§ Provided records

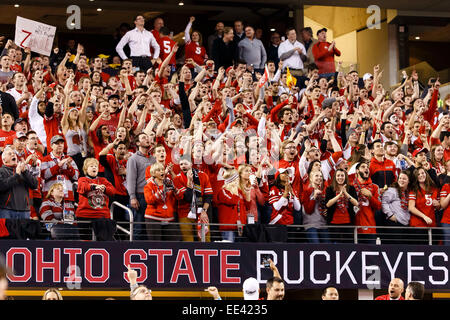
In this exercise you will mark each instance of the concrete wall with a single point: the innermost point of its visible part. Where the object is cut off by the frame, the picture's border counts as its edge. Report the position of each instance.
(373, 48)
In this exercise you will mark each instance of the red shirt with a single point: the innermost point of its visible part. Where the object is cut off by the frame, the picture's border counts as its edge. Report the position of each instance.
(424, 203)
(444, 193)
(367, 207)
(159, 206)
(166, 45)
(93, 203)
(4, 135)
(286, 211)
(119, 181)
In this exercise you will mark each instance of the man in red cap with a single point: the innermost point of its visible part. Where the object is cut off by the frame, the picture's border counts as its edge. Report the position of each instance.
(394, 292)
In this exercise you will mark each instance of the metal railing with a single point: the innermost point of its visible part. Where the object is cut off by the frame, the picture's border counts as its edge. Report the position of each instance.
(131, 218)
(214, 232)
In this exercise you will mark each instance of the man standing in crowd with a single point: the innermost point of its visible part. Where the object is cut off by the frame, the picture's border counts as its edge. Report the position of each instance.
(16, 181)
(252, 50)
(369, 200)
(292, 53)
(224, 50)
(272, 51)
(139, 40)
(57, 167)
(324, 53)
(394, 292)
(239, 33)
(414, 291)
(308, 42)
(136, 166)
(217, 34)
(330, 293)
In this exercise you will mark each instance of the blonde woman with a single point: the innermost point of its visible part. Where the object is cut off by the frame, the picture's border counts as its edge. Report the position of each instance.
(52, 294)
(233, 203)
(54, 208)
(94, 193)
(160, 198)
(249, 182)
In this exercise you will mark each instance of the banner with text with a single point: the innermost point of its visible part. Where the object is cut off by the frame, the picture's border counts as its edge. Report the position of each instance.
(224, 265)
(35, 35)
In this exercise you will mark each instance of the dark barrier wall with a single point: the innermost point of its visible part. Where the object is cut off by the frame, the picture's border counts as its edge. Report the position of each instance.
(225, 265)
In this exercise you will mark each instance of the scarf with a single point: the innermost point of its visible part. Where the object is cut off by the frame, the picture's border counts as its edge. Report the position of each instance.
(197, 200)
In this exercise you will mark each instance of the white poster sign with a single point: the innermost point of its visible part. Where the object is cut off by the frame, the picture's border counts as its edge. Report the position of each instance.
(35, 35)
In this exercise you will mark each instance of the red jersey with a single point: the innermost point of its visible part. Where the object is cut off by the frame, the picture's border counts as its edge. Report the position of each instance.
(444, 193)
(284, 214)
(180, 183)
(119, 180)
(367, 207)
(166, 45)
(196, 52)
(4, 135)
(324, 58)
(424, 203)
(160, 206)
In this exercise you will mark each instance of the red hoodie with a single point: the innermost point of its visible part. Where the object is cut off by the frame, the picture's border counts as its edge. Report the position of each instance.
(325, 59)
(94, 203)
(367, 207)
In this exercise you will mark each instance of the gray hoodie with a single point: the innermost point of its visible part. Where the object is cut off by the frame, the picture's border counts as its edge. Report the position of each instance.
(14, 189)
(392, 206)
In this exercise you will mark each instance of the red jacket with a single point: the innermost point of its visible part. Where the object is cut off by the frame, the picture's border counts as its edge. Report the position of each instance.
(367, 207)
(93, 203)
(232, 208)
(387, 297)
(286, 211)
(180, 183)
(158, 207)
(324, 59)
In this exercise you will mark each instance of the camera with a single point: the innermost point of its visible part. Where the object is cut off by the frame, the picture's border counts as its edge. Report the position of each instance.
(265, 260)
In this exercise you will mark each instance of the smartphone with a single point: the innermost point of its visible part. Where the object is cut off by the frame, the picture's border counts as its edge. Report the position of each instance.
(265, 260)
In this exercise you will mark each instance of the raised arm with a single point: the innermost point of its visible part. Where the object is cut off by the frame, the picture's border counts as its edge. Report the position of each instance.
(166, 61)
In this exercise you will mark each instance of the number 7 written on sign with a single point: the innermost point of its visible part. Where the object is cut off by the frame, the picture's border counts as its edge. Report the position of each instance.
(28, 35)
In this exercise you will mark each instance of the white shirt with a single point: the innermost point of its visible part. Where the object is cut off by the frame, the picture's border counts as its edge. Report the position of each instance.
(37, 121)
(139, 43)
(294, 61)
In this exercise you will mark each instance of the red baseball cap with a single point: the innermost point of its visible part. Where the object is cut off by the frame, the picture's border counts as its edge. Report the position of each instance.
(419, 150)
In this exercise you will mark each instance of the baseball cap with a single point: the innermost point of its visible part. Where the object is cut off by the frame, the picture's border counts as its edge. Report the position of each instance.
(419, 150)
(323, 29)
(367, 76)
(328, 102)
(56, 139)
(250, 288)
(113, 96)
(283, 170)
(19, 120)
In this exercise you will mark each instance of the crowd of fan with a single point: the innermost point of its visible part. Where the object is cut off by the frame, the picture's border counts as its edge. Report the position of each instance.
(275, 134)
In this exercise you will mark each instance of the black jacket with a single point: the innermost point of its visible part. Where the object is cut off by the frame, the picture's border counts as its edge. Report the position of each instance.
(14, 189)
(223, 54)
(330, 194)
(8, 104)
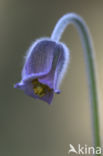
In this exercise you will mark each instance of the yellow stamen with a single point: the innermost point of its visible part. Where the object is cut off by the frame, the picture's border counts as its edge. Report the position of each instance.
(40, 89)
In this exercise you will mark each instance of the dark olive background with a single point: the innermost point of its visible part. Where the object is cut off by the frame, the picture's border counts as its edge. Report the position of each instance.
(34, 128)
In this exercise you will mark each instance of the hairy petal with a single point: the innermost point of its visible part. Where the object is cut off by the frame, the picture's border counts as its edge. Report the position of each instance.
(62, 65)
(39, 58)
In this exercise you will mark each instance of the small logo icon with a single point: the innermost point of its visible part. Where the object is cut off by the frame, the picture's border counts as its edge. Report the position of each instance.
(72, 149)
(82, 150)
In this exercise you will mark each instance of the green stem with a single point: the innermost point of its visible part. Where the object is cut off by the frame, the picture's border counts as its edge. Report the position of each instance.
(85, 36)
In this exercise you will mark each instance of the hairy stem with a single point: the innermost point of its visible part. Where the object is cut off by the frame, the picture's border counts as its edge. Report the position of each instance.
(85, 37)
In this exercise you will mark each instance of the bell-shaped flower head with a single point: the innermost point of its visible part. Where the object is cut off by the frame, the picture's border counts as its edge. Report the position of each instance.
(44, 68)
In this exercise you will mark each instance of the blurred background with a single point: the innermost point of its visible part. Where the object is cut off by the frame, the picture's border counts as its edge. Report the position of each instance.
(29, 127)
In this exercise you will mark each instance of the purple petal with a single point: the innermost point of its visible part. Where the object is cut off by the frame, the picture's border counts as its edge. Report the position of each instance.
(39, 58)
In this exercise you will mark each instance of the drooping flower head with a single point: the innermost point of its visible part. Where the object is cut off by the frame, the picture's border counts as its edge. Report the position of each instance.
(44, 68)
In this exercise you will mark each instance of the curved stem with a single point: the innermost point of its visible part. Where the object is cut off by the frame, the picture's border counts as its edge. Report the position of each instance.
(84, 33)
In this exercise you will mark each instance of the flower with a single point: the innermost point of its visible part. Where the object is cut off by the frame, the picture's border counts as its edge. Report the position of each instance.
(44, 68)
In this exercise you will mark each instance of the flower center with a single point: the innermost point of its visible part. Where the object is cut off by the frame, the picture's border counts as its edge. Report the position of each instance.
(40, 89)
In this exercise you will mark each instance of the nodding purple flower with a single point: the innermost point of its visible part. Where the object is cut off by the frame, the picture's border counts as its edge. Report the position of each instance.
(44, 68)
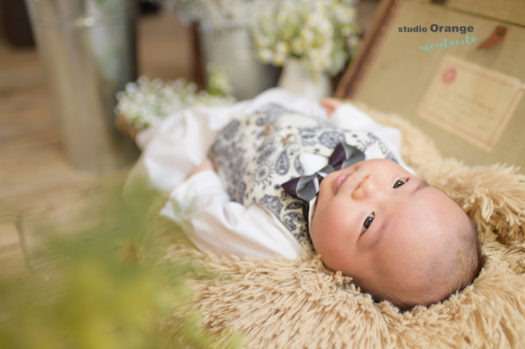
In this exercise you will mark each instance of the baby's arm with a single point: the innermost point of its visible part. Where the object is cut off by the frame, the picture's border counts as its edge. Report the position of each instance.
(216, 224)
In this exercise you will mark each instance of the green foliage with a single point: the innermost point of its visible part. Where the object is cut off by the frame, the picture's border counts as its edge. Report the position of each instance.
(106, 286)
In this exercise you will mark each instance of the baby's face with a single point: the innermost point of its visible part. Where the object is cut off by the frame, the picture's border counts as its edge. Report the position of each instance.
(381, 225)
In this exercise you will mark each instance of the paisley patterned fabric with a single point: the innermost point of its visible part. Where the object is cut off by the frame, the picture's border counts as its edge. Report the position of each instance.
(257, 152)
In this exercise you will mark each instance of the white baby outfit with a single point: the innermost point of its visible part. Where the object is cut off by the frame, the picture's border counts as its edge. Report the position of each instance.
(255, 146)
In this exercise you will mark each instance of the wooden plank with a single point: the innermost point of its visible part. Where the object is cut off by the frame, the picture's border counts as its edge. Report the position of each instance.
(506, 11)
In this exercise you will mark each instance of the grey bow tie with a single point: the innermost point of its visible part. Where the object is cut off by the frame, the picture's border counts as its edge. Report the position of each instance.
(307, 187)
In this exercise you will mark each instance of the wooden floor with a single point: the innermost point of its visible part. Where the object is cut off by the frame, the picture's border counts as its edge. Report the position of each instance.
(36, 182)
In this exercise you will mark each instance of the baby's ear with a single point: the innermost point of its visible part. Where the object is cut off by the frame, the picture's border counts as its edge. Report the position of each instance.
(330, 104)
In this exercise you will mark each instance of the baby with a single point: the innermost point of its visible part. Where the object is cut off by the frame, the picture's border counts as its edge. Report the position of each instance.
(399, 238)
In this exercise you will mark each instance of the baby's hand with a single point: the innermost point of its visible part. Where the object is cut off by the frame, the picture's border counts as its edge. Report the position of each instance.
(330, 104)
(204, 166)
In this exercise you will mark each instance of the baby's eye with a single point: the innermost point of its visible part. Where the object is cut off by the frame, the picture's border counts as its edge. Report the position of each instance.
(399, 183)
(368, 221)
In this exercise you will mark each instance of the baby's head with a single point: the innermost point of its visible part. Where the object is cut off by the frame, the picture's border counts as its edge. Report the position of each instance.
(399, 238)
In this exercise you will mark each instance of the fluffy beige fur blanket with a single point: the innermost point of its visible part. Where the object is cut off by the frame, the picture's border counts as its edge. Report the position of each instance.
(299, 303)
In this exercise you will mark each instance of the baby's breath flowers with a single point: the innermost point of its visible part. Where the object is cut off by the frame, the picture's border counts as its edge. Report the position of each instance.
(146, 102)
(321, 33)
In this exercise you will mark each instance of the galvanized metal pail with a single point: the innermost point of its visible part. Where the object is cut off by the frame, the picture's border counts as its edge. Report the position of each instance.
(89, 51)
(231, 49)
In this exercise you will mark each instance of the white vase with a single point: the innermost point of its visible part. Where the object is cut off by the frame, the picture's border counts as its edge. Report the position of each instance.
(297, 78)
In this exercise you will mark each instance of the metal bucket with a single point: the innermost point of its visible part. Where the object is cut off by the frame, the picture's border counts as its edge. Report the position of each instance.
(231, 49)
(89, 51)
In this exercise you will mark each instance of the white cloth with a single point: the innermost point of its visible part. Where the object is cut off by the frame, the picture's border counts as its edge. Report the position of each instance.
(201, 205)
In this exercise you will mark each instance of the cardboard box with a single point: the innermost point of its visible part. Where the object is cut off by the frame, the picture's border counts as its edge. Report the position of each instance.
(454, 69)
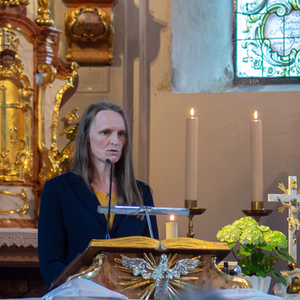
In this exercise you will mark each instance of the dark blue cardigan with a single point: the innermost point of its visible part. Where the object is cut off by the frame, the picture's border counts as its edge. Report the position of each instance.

§ Problem
Starting with the line that contains "the baby's breath" and ending with the last line of the data above, transcribe exactly those lines and no others, without pictures.

§ Solved problem
In this exercise you will mark each instance of the baby's breath flowers with a single point: the innermost point of its visible part. Where the object is cut off by the frame, the picture's border counts as its edge. Report the position of each instance.
(146, 102)
(321, 33)
In this exercise you will mark each instance of the galvanized metal pail with a single point: the innermost point of its visible part. Where the object is cut off by the frame, the picture's border counts as its edge. Report the position of each instance.
(89, 51)
(231, 49)
In this exercise you will mark each instance of the white vase with a single point: the innermost point of its visible part. Where the object is cut off by the frame, the picture's border counts as its edge. Report the position of each instance.
(297, 78)
In this exercise you will mark each instance of the metal bucket with a single point: the innermost point of its visible part. Where the object is cut off by the frame, the picture's border counts as its edge. Report the position of each instance.
(231, 49)
(89, 51)
In this exercise you will mark each instance of the white cloth with a single point: the innermost point of its visible part. Where the object is cut off by the frame, the picture's border counts as its edge. Report the position of each instance.
(201, 205)
In this exercise you will mark each instance of the cardboard box with a single point: the innermost point of its visible part. Where the object is cut off by the frame, the picture's border counts as its edge. Report the position of each instance.
(454, 69)
In this exercise you will mark each instance of the dark blue cardigan with a single point: the innermost point of its visible part. Where the object is cut off by the frame, the picture's border counts as its edge. Report the position of each instance.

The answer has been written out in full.